◆ **PAGE TEXT**
★ ★ ★ ★
My last visit to El Salvador was in 2003 I was hosted by missionary friends. They took me to a new low-income housing project that their NGO was helping to finance. But there was a problem. My friends explained as we walked through the neighborhood. Gangs were invading this neighborhood as well. Young toughs would knock on doors and leave threatening notes that unless the residents paid protection money they would be violently attacked or their children would be taken away from them. The boys would be forced into the gang and the girls would be sold into sex trafficking. Sometimes gangs would take over residences, leaving families in the street.
I met a “campesino” (farmer) who taught me how to plant beans on the side of a hill, using an age old method. He handed me a long stick pointed at one end and put some beans in my hand. He said, “dig a small hole with the stick, then drop three beans in the hole, then push the dirt over the hole with your foot.” Then he said, “I’ve tried to get into your country three times, and failed. Here I am barely living.
A similar situation exists today, perhaps worse. The poor can’t find work. They are landless and depend on peonage farming. They are threatened with violence, especially to their children from the gangs and the drug cartels. El Salvador, Honduras, Guatemala, and Nicaragua are failed states, their governments embroiled in corruption. The gangs and the cartels have become the de-facto rulers of these countries. Immigrants are so desperate that they are willing to trek over 1,000 miles, facing corrupt “coyotes,” guides who abandon them on the road, taking their money, and gang violence. They arrive at the border believing that they will be safer their, willingly turning themselves to the US Border Patrol.
★ ★ ★ ★
◆ **GIVEN DATA**
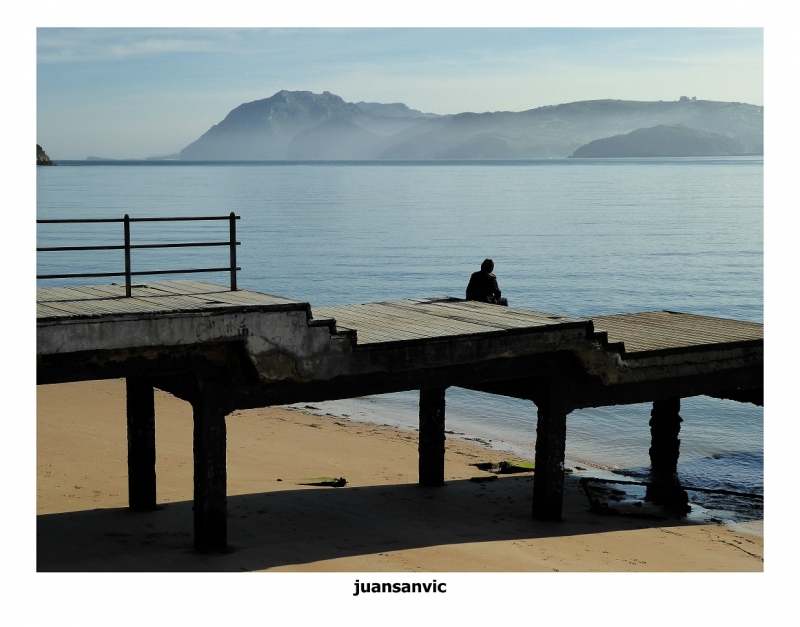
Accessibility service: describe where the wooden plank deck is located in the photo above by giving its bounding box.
★ ★ ★ ★
◆ **LIST OF TASKS**
A - Write out the El Salvador passage from "My last visit" to "in the street." word for word.
B - Answer these from the El Salvador passage:
(i) In what year was the writer's last visit to El Salvador?
(ii) How many beans did the farmer say to drop in each hole?
(iii) Which four countries does the passage call failed states?

◆ **SOLUTIONS TO EACH TASK**
A -
My last visit to El Salvador was in 2003 I was hosted by missionary friends. They took me to a new low-income housing project that their NGO was helping to finance. But there was a problem. My friends explained as we walked through the neighborhood. Gangs were invading this neighborhood as well. Young toughs would knock on doors and leave threatening notes that unless the residents paid protection money they would be violently attacked or their children would be taken away from them. The boys would be forced into the gang and the girls would be sold into sex trafficking. Sometimes gangs would take over residences, leaving families in the street.

B -
(i) 2003
(ii) Three
(iii) El Salvador, Honduras, Guatemala, and Nicaragua